*** Opening DATA IN THIS EXERCISE ***

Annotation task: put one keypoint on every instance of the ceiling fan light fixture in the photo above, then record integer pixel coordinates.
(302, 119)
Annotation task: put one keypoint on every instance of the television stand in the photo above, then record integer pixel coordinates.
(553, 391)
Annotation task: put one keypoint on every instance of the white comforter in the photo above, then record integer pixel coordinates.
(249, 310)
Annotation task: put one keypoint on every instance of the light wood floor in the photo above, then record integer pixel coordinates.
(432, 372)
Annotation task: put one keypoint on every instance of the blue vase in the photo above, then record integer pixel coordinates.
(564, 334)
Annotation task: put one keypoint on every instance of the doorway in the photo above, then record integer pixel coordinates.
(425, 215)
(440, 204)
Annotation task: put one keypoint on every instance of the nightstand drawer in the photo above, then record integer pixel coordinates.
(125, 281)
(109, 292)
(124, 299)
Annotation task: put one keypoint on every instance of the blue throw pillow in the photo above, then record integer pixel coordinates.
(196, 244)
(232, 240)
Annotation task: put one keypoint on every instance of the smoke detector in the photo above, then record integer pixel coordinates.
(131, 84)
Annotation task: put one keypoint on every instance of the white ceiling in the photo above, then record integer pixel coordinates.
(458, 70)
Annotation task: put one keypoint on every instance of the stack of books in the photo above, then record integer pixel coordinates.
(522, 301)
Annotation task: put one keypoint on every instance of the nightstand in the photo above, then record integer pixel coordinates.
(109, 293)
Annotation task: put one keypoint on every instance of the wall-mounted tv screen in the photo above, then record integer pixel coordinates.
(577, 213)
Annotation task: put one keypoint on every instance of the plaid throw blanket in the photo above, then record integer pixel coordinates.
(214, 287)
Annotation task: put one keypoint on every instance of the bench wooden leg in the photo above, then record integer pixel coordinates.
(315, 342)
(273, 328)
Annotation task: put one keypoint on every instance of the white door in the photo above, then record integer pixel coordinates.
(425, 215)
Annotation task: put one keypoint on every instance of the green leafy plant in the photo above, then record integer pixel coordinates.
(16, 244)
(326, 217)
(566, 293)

*** Closing DATA IN THIS EXERCISE ***

**WHAT THIS TASK INVOLVES**
Every entry, written out exactly, is what the response should contain.

**OUTPUT FOR THIS EXERCISE**
Annotation task: put one keypoint on every instance of the ceiling fan light fixture in the photo above, then record integer pixel coordinates.
(302, 119)
Annotation task: put one keypoint on every instance of the television stand in the photo above, then record integer pixel coordinates.
(553, 391)
Annotation task: put one keypoint on every instance of the white comforter in the photo above, then record integer pixel coordinates.
(249, 310)
Annotation task: put one keypoint on every instance of the light wood floor in the photo above, then record integer pixel coordinates.
(432, 372)
Annotation task: put one keypoint on every instance of the blue vase in the photo above, then record integer pixel coordinates.
(564, 334)
Annotation task: put one keypoint on every instance of the doorway in the photo above, then record integer pixel coordinates.
(425, 215)
(440, 204)
Annotation task: put one keypoint on every instance of the nightstand drawer in the photo above, then record integer pixel coordinates.
(125, 281)
(109, 292)
(124, 299)
Annotation task: put one keypoint on every instance of the blue throw pillow in the photo above, then record integer pixel coordinates.
(196, 244)
(232, 240)
Annotation task: put one keypoint on every instance of the smoke detector in the photo above, then record integer pixel coordinates.
(131, 84)
Annotation task: put one keypoint on every instance of the white ceiling in the photo above, then record integer pixel coordinates.
(458, 70)
Annotation task: put one keypoint on every instance of the stack of books in the photo above, then record integer pixel coordinates.
(522, 301)
Annotation task: put one keypoint on every instance of the nightstand in the photo above, then record integer pixel coordinates.
(109, 293)
Annotation task: put one keypoint on every instance of the wall-mounted tv screen in the photo above, then record integer pixel coordinates.
(577, 213)
Annotation task: put one keypoint on every instance of the plaid throw blanket in the photo above, then record integer pixel coordinates.
(214, 287)
Annotation task: put one keypoint on every instance of the bench wooden leg in the photo above, then record integer pixel coordinates.
(315, 342)
(273, 328)
Annotation task: put one keypoint on every instance of the white door in the photo above, then record integer pixel coordinates.
(425, 215)
Annotation task: put one keypoint on every instance of the green leafy plant in the photo above, then record integer pixel coordinates.
(16, 244)
(326, 217)
(566, 293)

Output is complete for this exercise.